## Your instructions
Would you output the whole listing below, exactly as it reads?

***** Record excerpts

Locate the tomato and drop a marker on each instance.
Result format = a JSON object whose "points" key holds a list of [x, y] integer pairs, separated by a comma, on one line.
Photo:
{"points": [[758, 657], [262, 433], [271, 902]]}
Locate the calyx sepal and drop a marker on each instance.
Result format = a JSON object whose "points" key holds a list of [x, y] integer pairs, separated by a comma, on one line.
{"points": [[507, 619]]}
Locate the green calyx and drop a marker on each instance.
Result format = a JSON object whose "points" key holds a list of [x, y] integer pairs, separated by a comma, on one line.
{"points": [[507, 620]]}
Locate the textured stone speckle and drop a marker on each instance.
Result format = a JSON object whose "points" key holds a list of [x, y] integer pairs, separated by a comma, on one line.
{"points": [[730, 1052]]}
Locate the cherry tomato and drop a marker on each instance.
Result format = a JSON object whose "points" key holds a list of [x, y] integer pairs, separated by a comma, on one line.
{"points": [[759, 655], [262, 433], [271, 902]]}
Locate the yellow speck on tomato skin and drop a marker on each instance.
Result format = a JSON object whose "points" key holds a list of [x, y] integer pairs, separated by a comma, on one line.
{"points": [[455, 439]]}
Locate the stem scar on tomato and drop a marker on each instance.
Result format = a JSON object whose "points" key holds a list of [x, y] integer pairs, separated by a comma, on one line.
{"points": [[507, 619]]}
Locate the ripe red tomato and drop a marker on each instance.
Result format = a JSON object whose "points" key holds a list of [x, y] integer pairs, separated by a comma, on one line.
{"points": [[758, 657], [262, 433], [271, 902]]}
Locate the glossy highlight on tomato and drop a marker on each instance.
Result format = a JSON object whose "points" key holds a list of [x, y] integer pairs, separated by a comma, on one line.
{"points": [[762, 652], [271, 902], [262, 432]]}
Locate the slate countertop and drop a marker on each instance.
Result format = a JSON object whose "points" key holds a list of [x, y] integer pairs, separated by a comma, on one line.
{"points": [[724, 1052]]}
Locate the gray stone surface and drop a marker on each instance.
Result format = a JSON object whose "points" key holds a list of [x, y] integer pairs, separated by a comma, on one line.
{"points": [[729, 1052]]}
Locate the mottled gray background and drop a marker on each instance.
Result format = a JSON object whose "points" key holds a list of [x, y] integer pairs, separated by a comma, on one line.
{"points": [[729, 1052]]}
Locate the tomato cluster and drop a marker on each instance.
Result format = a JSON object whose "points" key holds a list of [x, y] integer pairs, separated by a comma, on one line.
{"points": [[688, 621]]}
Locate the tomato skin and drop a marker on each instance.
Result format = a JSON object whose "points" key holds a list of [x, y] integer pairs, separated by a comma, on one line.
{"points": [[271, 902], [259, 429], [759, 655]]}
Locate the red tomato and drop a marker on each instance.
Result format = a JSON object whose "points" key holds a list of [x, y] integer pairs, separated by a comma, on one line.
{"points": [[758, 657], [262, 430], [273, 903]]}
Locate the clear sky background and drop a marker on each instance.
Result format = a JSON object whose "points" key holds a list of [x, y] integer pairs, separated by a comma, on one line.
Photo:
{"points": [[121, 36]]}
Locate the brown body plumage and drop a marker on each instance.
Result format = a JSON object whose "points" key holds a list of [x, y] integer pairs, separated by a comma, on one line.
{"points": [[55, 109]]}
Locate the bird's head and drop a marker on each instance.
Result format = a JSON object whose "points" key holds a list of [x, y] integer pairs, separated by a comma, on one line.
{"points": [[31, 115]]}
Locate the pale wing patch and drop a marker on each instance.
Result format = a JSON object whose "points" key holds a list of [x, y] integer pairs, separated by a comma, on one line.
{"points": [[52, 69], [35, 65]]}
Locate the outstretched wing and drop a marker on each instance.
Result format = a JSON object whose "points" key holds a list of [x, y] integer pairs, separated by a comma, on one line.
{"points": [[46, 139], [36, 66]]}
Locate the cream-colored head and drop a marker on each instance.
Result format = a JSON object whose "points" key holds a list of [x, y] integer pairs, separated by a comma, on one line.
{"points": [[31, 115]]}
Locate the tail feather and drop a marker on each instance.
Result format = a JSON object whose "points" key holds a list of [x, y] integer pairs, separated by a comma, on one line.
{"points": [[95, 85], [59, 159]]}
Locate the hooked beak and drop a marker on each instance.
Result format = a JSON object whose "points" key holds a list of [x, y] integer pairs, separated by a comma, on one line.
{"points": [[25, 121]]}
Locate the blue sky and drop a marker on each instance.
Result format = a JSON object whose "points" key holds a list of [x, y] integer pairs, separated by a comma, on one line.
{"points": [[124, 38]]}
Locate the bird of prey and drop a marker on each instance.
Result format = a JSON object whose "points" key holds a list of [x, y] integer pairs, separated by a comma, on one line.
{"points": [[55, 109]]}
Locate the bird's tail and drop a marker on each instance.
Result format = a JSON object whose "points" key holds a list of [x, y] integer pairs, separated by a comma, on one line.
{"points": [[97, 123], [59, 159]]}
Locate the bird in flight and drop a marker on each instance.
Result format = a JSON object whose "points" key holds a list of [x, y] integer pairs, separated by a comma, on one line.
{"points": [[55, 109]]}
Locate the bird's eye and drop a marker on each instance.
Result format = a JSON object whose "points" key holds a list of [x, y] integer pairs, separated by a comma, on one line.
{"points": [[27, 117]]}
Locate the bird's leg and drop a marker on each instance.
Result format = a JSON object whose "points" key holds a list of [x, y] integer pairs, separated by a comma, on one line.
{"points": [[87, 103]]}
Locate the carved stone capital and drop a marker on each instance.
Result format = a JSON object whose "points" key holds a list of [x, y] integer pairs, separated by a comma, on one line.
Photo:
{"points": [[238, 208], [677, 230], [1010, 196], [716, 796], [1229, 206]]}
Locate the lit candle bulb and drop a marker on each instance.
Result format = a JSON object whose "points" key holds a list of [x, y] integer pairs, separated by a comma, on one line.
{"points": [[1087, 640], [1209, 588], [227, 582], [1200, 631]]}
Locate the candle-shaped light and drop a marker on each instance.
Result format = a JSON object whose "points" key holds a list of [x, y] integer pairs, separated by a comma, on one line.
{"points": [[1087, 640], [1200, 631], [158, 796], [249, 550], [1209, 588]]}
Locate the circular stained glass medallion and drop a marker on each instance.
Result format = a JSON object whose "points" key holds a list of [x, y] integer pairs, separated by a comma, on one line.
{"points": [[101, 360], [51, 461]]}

**********

## Written response
Locate the tomato and drop a marker on each instance.
Result format = a JSON object whose "points" key holds a list of [x, y] integer pairs, separated by a comma, on one line.
Photo:
{"points": [[758, 657], [262, 433], [271, 902]]}
Locate the calyx sepal and drop a marker on each instance.
Result format = a JSON object whose "points" key holds a list of [x, y] integer pairs, separated by a comma, on one line.
{"points": [[507, 619]]}
Locate the green calyx and drop a marker on each instance.
Result format = a JSON object whose "points" key holds a list of [x, y] integer pairs, separated by a comma, on one line.
{"points": [[507, 620]]}
Locate the textured stone speckle and drop a marker on each instance.
Result format = a JSON object whose "points" key holds a list of [x, y] integer pairs, separated by a comma, on one line.
{"points": [[730, 1052]]}
Locate the cherry tomato and drop a marker on each instance.
Result format = a JSON object whose "points" key holds a list of [x, y] integer pairs, separated by a comma, on one line.
{"points": [[759, 655], [262, 433], [271, 902]]}
Locate the yellow speck on tomato skin and drop a marker on each instance.
Result format = a JSON object whose "points" key holds a list of [x, y] integer pairs, separated by a comma, on one line.
{"points": [[455, 439]]}
Locate the stem scar on tomato and drop a marker on each instance.
Result format = a JSON object whose "points" key holds a list of [x, y] integer pairs, separated by a comma, on one line.
{"points": [[507, 619]]}
Locate the ripe red tomato and drop a marker on each instance.
Result format = a JSON object whose "points" key holds a list of [x, y] integer pairs, separated by a comma, on one line.
{"points": [[758, 657], [262, 433], [271, 902]]}
Locate the glossy highlight on tomato and drop a marker on each instance.
Result format = a JSON object whose "points" key holds a list of [x, y] integer pairs, separated by a comma, on one line.
{"points": [[762, 652], [271, 902], [262, 432]]}
Locate the slate countertop and drop a marker on each instance.
Result format = a JSON object whose "points" key holds a list of [x, y] integer pairs, separated by a comma, on one line.
{"points": [[724, 1052]]}
Locate the gray stone surface and drop a marker on each instance.
Result format = a JSON object whose "points" key holds a list of [x, y] integer pairs, separated by a comma, on one line.
{"points": [[729, 1052]]}
Locate the mottled gray background and drop a marker on each instance.
Result format = a JSON object whose "points" key holds a list of [x, y] integer pairs, separated by a comma, on one line.
{"points": [[729, 1052]]}
Locate the tomato cluster and drop a marker on each instance.
Result format = a JSON object whose "points" key holds a list of [x, y] integer pairs, separated by a comma, on one line.
{"points": [[688, 621]]}
Locate the tomato skin and drop a marker on each instance.
Result format = a JSON object whose "points" key holds a list of [x, y] integer pairs, separated by a comma, on one line.
{"points": [[271, 902], [259, 429], [759, 655]]}
Locate the red tomato and drop a marker on each instance.
Result format = a JSON object whose "points" key holds a list of [x, y] integer pairs, separated by a comma, on one line.
{"points": [[758, 657], [262, 430], [273, 903]]}
Locate the clear sky background and drop a marker on each instance.
Result format = a JSON object whose "points" key holds a list of [x, y] integer pairs, separated by a comma, on one line.
Photo:
{"points": [[121, 36]]}
Locate the brown body plumage and drop a marker on each instance.
Result format = a JSON object whose "points" key holds a list of [x, y] integer pairs, separated by a comma, on one line.
{"points": [[55, 109]]}
Locate the bird's head and drop a marker on each instance.
Result format = a JSON object whose "points" key holds a list of [x, y] integer pairs, separated by a comma, on one line.
{"points": [[31, 115]]}
Locate the pale wing patch and drop a marker on each instance.
Result format = a JSON object whose "points" key holds a list of [x, y] integer pairs, separated by a comma, on one line.
{"points": [[52, 69], [35, 65]]}
Locate the outstretched wing and drop a marker on each instance.
Result format = a JSON object whose "points" key holds a list of [x, y] integer pairs, separated by a comma, on one line.
{"points": [[46, 139], [36, 66]]}
Locate the cream-colored head and drop a marker on each instance.
Result format = a JSON object whose "points" key holds a list of [x, y] integer pairs, separated by a comma, on one line.
{"points": [[31, 115]]}
Locate the tail feather and drop a marker on each instance.
Result format = a JSON object whose "points" key holds a list of [x, y] integer pairs, separated by a comma, on one line.
{"points": [[95, 85], [59, 159]]}
Locate the hooked beak and drop a marker on each instance.
Result format = a JSON object whose "points" key holds a list of [x, y] integer pairs, separated by a comma, on one line.
{"points": [[25, 121]]}
Locate the blue sky and drop a marker on each instance.
Result format = a JSON object whose "points" key holds a list of [x, y] integer pairs, separated by a comma, on one line.
{"points": [[124, 38]]}
Locate the bird of prey and drop a marker on each instance.
Result format = a JSON object whose "points" key holds a list of [x, y] integer pairs, separated by a comma, on one line.
{"points": [[55, 109]]}
Locate the bird's tail and drop a marker on each instance.
Result format = a JSON object whose "points" key holds a list of [x, y] integer pairs, separated by a comma, on one line.
{"points": [[97, 123], [59, 159]]}
Locate the bird in flight and drop a marker on each instance.
Result format = a JSON object whose "points" key holds a list of [x, y] integer pairs, separated by a comma, on one line.
{"points": [[55, 109]]}
Locate the bird's eye and drop a marker on each instance.
Result format = a JSON object whose "points" key holds a list of [x, y] integer pairs, separated by a comma, on one line.
{"points": [[27, 117]]}
Locate the bird's leg and drop a marker on each instance.
Result format = a JSON object whose "points" key holds a list of [x, y] integer pairs, separated by a comma, on one line.
{"points": [[87, 103]]}
Locate the carved stone capital and drop a marker on each instance.
Result format = a JSON object whose "points" key holds a list of [x, y] integer pairs, separated by a comma, on one line.
Photo:
{"points": [[238, 208], [677, 230], [1010, 196], [716, 796], [1229, 206]]}
Locate the lit candle bulb and drop a marker on each instance.
Result format = a JSON object whose "points" key holds a list of [x, y] integer pairs, separated by a comma, on one line.
{"points": [[1087, 640], [1209, 588], [227, 582], [1200, 631]]}
Locate the candle-shaped light and drop a marker on each instance.
Result format = a JSON object whose "points" key holds a list of [x, y] integer pairs, separated by a comma, on one line.
{"points": [[1087, 640], [1200, 631], [158, 796], [249, 550], [1209, 588]]}
Locate the circular stained glass medallion and drop a marker on each instance.
Result format = a JSON object whose "points" key holds a list of [x, y] integer pairs, separated by a comma, on one line.
{"points": [[101, 360], [51, 461]]}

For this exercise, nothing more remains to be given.